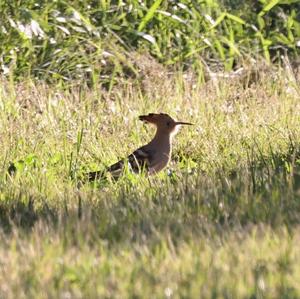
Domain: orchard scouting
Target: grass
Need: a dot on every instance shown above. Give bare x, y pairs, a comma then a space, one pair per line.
223, 222
94, 42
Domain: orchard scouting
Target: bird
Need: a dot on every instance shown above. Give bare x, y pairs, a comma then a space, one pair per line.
152, 157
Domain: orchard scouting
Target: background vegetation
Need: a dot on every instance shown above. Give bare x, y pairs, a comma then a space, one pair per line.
222, 221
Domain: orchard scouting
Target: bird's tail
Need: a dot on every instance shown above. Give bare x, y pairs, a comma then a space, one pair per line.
114, 171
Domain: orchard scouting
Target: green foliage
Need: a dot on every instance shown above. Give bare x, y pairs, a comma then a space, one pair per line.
222, 222
92, 41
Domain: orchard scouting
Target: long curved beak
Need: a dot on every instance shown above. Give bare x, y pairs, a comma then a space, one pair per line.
183, 123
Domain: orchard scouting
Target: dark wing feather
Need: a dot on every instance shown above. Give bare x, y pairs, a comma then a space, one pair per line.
139, 160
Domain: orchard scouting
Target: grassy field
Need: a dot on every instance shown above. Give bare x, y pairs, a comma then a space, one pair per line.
223, 222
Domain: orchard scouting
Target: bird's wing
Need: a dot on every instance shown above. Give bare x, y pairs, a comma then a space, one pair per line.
139, 160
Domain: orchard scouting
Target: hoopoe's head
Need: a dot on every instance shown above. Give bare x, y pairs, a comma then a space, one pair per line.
163, 122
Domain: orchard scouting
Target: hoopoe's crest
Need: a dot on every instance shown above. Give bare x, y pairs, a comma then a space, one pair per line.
153, 156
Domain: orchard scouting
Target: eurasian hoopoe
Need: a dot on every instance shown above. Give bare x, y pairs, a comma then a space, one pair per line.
151, 157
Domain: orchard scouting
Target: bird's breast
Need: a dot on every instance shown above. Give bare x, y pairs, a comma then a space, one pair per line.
159, 162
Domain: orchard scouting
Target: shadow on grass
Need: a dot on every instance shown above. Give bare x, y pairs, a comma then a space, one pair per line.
268, 191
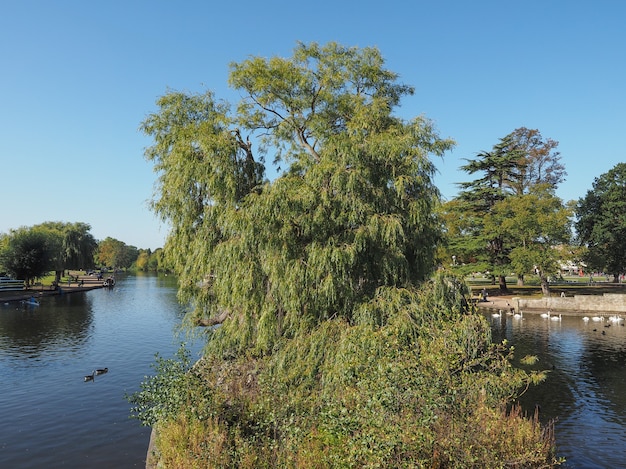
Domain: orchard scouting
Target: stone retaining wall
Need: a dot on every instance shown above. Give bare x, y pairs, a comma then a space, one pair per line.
608, 302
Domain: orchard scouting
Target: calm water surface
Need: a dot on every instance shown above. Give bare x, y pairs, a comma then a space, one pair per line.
586, 388
50, 417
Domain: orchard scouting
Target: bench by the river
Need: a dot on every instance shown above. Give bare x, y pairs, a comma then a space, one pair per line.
9, 284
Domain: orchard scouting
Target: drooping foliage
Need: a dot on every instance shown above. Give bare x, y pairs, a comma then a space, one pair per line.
324, 351
422, 390
353, 209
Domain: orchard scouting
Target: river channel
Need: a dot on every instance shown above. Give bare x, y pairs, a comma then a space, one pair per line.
585, 392
51, 417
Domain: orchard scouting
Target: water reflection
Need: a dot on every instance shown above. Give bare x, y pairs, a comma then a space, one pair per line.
59, 323
50, 416
586, 386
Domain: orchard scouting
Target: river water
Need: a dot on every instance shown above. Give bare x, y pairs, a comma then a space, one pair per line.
49, 416
586, 386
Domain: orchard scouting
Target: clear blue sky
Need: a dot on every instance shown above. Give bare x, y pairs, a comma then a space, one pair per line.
77, 78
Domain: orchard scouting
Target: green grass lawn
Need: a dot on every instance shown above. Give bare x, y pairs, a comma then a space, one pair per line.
570, 285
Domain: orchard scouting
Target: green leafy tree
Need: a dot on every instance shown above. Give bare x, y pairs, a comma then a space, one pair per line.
601, 222
27, 255
522, 163
112, 252
328, 353
72, 244
353, 211
535, 225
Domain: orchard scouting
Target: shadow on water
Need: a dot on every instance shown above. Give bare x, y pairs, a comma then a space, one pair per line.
585, 391
60, 321
51, 417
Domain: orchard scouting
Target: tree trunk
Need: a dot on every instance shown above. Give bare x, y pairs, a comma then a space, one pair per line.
503, 287
545, 285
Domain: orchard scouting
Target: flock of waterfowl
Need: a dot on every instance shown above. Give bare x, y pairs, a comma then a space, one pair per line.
94, 373
615, 319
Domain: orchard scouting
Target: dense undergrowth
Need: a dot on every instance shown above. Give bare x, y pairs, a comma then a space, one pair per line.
418, 384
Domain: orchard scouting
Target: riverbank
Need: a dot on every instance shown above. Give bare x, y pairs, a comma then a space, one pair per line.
81, 283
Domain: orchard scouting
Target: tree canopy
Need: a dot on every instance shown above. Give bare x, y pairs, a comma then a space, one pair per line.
352, 210
601, 222
335, 346
514, 189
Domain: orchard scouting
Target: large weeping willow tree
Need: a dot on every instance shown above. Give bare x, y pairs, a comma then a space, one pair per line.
328, 353
351, 211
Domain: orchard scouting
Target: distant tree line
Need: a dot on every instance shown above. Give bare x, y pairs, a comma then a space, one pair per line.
508, 219
30, 253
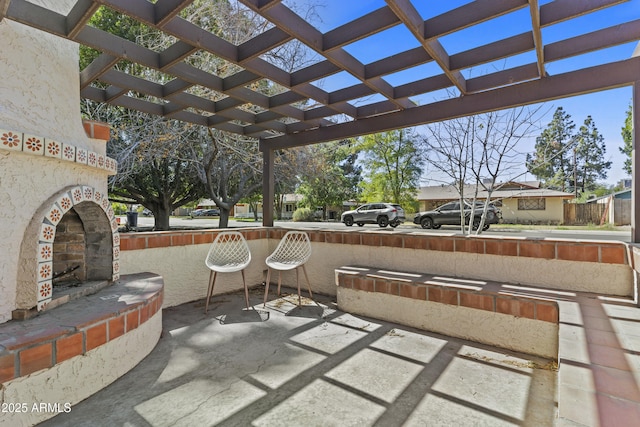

-=-=-=-=-

### DESCRIPTION OF THE TASK
Pick out every line above that holds the word "hoopoe" and copy each one.

### THE RESPONSE
Target: hoopoe's head
Target: hoopoe's crest
Target: eurasian hoopoe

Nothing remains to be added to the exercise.